**What is expected:**
Render every line of the listing below as a Markdown table with two columns, Row and Line, numbering the rows in order and omitting blank lines.

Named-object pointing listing
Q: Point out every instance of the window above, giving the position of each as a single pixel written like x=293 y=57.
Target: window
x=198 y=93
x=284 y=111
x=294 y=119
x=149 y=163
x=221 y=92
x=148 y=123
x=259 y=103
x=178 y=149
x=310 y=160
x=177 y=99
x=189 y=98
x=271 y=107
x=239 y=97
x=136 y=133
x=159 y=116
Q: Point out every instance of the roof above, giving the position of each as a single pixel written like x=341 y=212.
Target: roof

**Reply to the exercise:**
| Row | Line |
|---|---|
| 1 | Q: Point out every instance of the window above, giving the position of each as a single pixel written like x=293 y=57. |
| 2 | Target: window |
| 3 | x=198 y=93 |
| 4 | x=284 y=111 |
| 5 | x=294 y=119 |
| 6 | x=149 y=163 |
| 7 | x=221 y=92 |
| 8 | x=148 y=123 |
| 9 | x=259 y=103 |
| 10 | x=178 y=149 |
| 11 | x=310 y=160 |
| 12 | x=177 y=99 |
| 13 | x=189 y=98 |
| 14 | x=271 y=107 |
| 15 | x=239 y=97 |
| 16 | x=136 y=133 |
| 17 | x=159 y=116 |
| 18 | Q: Point out every instance of the roof above, giving the position of each as a single pixel written like x=341 y=212. |
| 19 | Target: roof |